## [小练习 a]
请原样照抄条目中从含有“Where can you spot the green leaf?”的那一行到条目末尾的各行，首尾两行都包括在内，图片不要放进答案。

## [所给文本]

:::

Spark SQL学习笔记
窗口函数
窗口函数的定义引用一个大佬的定义: a window function calculates a return value for every input row of a table based on a group of rows。窗口函数与与其他函数的区别:
普通函数: 作用于每一条记录,计算出一个新列(记录数不变);
聚合函数: 作用于一组记录(全部数据按照某种方式分为多组),计算出一个聚合值(记录数变小);
窗口函数: 作用于每一条记录,逐条记录去指定多条记录来计算一个值(记录数不变)。
窗口函数语法结构: 函数名(参数)OVER(PARTITION BY 子句 ORDER BY 子句 ROWS/RANGE子句)
函数名:
OVER: 关键字,说明这是窗口函数,不是普通的聚合函数;
子句
PARTITION BY: 分组字段
ORDER BY: 排序字段
ROWS/RANG窗口子句: 用于控制窗口的尺寸边界,有两种(ROW,RANGE)
ROW: 物理窗口,数据筛选基于排序后的index
RANGE: 逻辑窗口,数据筛选基于值
主要有以下三种窗口函数
ranking functions
analytic functions
aggregate functions
窗口函数一般用来
1、我们需要统计用户的总使用时长(累加历史)
2、前台展现页面需要对多个维度进行查询,如:产品、地区等等
3、需要展现的表格头如: 产品、2015-04、2015-05、2015-06
over()开窗函数的默认关键字
开窗的窗口范围:
over(order by sroce range between 5 preceding and 5 following):窗口范围为当前行数据幅度减5加5后的范围内的。
over(order by sroce rows between 5 preceding and 5 following):窗口范围为当前行前后各移动5行。
与over()函数结合的函数的介绍无敌的肉包
在使用聚合函数后,会将多行变成一行,而开窗函数是将一行变成多行;
并且在使用聚合函数后,如果要显示其他的列必须将列加入到group by中,而使用开窗函数后,可以不使用group by,直接将所有信息显示出来。
开窗函数适用于在每一行的最后一列添加聚合函数的结果。
开窗函数作用
为每条数据显示聚合信息.(聚合函数() over())
为每条数据提供分组的聚合函数结果(聚合函数() over(partition by 字段) as 别名)
--按照字段分组,分组后进行计算
与排名函数一起使用(row number() over(order by 字段) as 别名)
常用分析函数:(最常用的应该是1.2.3 的排序)
聚合函数
row_number() over(partition by ... order by ...)是根据表中字段进行分组,然后根据表中的字段排序;其实就是根据其排序顺序,给组中的每条记录添
加一个序号;且每组的序号都是从1开始,可利用它的这个特性进行分组取top-n
rank() over(partition by ... order by ...)

:::

## [小练习 b]
这篇 Spark SQL 窗口函数笔记列出了哪几种主要的窗口函数？请全部写出。

## [输入条目]

:::

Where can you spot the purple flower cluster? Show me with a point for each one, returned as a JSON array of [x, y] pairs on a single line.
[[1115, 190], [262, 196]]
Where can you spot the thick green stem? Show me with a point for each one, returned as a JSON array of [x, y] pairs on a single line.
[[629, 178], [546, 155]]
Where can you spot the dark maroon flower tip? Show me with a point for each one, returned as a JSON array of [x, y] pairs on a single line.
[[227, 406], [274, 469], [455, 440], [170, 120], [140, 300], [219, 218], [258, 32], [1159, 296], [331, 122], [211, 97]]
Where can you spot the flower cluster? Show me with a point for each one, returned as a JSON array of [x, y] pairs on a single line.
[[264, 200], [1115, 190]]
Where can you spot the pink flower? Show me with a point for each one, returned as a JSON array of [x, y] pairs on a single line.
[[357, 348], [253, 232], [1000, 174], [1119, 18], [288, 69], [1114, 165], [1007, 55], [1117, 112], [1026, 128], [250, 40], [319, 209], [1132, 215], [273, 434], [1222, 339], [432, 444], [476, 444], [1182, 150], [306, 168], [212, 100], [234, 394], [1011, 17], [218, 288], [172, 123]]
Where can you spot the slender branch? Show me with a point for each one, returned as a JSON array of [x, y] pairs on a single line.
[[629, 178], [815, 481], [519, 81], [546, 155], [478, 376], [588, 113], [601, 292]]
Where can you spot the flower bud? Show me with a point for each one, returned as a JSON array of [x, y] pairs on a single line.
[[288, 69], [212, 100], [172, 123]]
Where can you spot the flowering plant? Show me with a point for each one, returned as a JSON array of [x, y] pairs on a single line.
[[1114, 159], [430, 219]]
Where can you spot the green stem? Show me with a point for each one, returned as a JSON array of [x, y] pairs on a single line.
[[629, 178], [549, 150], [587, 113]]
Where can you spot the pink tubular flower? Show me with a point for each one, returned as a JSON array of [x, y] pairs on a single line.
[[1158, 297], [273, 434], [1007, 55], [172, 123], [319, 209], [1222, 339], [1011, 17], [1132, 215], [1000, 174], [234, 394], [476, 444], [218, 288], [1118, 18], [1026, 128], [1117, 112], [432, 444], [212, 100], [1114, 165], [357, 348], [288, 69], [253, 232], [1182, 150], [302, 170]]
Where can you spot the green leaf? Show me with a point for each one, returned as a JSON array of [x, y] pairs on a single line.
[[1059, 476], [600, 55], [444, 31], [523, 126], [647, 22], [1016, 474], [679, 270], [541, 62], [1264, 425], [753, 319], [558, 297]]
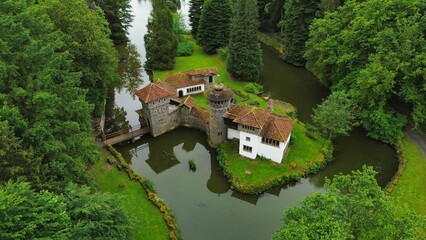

:::

## [参考答案 a]
Where can you spot the green leaf? Show me with a point for each one, returned as a JSON array of [x, y] pairs on a single line.
[[1059, 476], [600, 55], [444, 31], [523, 126], [647, 22], [1016, 474], [679, 270], [541, 62], [1264, 425], [753, 319], [558, 297]]

## [参考答案 b]
ranking functions、analytic functions、aggregate functions